If the Gulf’s transformation is infrastructural, its underlying material is human capital. The systemic change we observed was not just top-down—it was personal. Many of the designers, strategists, and innovators shaping these platforms were educated abroad and returned home not just to implement, but to lead. This return of talent marks a deeper shift: from importing innovation models to authoring new ones, with the fluency to operate across disciplines. The roundtable at Dar Al Uloom University, co-led by Dean Noorh Albadi, PhD, and Vice Dean Jamil Binabid, PhD. The roundtable brought together public and private sector actors, along with policy, design, and investment leaders. Here, economic diversification wasn’t framed as a challenge—it was a shared horizon. In the case of Saudi Arabia’s heritage sector, for example, architects, historians, engineers, and digital designers are collaborating to platformize cultural sites—turning preservation into a sector of immersive tourism and civic education.
Dar Al Uloom University Roundtable: Future in dialogue—educators, designers, and investors gather to align vision with execution at Dar Al Uloom University.
Carlos: That roundtable at Dar Al Uloom was one of my highlights. The discussion wasn’t just conceptual—it was about systems design as a lived, local practice. And the composition of the room—design practitioners, investors, faculty, leaders, former students—spoke volumes.

[Excerpts from a location annotation dataset]
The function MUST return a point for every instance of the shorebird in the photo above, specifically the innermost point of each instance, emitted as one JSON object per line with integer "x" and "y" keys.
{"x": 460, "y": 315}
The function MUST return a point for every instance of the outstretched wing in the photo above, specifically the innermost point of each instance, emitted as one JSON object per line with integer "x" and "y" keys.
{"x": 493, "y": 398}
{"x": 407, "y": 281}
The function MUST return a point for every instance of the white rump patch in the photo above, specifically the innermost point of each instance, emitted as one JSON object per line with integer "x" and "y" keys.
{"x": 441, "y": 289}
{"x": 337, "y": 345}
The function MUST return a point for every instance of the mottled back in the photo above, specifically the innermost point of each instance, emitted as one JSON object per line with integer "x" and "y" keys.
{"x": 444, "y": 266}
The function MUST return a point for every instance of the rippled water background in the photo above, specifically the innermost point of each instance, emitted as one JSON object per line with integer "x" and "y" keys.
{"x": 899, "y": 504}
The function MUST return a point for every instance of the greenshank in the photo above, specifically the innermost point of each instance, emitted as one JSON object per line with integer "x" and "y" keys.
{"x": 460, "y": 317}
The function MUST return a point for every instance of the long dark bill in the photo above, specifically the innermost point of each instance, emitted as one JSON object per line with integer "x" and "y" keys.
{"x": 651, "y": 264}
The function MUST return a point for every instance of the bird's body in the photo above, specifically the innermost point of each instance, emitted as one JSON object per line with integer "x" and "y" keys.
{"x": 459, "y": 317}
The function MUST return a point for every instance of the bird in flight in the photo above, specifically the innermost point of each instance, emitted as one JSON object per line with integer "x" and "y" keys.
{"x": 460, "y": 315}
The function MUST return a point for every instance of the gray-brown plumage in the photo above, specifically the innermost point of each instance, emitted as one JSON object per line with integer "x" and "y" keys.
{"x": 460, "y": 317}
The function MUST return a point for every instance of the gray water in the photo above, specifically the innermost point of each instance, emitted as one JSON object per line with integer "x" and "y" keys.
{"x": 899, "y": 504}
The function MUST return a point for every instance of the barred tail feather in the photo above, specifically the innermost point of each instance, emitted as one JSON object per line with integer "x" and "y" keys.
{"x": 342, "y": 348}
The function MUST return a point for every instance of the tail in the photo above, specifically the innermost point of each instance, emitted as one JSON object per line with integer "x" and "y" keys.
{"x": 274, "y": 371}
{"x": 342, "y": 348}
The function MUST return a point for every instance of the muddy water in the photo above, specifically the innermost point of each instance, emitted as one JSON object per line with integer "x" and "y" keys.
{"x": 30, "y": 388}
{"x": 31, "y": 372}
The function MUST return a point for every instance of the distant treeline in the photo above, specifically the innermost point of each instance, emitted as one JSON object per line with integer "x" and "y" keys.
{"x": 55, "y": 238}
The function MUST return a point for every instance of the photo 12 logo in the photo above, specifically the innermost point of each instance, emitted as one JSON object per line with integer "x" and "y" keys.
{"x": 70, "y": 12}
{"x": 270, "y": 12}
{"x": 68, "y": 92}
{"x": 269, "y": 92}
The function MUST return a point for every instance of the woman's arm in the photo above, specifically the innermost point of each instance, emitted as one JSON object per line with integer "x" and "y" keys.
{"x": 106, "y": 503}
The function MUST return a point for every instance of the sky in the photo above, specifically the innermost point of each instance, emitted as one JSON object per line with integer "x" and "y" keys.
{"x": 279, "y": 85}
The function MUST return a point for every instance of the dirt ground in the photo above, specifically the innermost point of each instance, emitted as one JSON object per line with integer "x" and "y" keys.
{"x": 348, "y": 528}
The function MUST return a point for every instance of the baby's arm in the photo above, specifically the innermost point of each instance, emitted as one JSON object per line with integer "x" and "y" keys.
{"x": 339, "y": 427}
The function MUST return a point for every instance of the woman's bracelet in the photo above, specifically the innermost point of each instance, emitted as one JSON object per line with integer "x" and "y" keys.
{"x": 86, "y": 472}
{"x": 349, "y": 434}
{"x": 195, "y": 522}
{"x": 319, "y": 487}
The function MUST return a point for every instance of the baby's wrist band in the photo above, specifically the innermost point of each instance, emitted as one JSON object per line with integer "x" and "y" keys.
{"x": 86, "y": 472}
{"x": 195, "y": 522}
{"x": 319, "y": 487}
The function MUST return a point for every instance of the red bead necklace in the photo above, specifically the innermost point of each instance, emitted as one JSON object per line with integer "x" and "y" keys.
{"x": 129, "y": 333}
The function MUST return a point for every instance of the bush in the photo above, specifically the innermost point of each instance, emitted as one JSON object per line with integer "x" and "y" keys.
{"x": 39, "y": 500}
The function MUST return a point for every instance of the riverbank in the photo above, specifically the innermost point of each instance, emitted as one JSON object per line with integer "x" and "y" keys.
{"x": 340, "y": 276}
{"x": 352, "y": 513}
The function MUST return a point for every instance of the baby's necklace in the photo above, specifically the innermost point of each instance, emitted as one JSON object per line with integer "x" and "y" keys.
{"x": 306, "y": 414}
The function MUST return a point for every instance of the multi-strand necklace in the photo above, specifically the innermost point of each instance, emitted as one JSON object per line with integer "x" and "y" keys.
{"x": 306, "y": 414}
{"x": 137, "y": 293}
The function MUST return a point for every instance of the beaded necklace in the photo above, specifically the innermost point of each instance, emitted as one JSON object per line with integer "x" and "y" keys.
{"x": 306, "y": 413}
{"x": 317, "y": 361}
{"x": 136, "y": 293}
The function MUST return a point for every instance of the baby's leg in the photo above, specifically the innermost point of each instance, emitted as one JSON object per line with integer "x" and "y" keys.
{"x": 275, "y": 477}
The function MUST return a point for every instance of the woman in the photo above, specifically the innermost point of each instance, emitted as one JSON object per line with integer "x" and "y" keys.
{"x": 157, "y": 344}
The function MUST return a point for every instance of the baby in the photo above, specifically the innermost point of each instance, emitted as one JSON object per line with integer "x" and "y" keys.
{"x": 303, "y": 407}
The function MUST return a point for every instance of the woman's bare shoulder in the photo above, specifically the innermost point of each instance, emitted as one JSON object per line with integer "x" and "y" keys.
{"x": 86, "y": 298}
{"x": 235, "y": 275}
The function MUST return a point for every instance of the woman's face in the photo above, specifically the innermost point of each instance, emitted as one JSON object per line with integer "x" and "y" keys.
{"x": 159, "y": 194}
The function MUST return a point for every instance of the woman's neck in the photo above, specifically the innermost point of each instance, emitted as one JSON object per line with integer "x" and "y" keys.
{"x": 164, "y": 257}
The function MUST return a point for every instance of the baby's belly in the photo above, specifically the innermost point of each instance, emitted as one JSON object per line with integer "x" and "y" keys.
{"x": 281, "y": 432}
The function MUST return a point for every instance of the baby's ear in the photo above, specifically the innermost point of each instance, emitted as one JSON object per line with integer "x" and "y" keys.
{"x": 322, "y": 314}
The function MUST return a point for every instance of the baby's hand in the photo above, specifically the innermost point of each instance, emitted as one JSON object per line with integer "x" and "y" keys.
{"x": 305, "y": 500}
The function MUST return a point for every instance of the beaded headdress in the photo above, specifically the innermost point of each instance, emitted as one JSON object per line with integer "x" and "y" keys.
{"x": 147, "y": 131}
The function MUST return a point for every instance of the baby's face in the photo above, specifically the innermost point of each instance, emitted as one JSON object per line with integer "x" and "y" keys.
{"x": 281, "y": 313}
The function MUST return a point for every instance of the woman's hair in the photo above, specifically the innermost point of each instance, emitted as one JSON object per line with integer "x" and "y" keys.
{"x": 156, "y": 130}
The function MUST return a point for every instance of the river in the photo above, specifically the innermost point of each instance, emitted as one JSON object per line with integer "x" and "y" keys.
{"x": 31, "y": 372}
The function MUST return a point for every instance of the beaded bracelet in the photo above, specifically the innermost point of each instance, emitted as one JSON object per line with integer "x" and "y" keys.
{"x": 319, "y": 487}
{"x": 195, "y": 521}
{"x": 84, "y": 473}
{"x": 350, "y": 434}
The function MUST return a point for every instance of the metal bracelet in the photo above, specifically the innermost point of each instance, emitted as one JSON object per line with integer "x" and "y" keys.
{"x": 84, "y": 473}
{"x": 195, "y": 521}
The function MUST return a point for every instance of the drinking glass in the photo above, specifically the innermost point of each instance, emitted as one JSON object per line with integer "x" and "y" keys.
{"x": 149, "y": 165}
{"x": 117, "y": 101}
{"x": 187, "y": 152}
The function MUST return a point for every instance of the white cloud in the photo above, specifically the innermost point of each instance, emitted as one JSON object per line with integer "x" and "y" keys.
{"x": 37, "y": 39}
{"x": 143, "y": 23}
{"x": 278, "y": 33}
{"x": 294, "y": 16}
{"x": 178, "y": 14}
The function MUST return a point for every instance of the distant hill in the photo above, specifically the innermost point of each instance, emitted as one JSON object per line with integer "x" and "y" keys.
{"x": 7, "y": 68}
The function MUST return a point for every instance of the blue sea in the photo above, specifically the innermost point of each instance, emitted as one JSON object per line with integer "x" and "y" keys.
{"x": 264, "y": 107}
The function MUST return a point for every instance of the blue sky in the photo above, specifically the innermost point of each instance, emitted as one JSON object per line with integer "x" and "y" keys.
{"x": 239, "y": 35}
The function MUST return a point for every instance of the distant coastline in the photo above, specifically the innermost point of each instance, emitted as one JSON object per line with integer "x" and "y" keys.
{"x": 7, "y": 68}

• Task objective: Could you take the passage on the Gulf's returning talent and the Dar Al Uloom University roundtable further, picking up right after its final line? The listing has no connection to the passage on the Gulf's transformation.

• Exercise answer:
Deaa: Exactly. It was a coalition of actors. Cross-disciplinary and strategically aligned. Architects were thinking through health platforms. Policy advisors considering mobility ecosystems. Design is no longer siloed—it’s a strategic capacity.
Carlos: I was moved to see how seriously they take their role in shaping the nation’s future. The idea that design is not downstream of economics, but actually upstream—authoring possibilities.
Deaa: Yes—and there’s a historical awareness, too. These are people who understand they’re at a pivotal moment. They see Vision 2030 not just as a policy document, but as a design brief. A generational prompt. “How do we build infrastructures that reflect who we are becoming?”
Carlos: That’s the future of design education, right there. Multigenerational, interdisciplinary, strategically aligned.
Deaa: Absolutely, they’re part of a whole grammar for infrastructuring public life.
If oil was the defining resource of the 20th-century Gulf economy, data is quickly becoming its 21st-century equivalent—not just as a byproduct of services, but as a raw material of design. Across aviation, healthcare, energy, and culture, data is being used not simply to inform strategy but to construct infrastructure. Throughout the visits to Riyadh Air | طيران الرياض, the Museum of the Future, or the Digital Cooperation Organization (DCO), a clear pattern emerged: data is being treated as a material. It’s used to choreograph services, inform user experiences, and model system behaviors in real time. This changes what platforms are and how they evolve. As Deaa noted, “We are not only designing with data—we are designing through it.”
Carlos: What fascinated me was how designing from scratch lets you use data from the beginning—not just for personalization, but for shaping behavior, logistics, and sustainability. Similar to our in-flight meals—access here—work, but at a national scale.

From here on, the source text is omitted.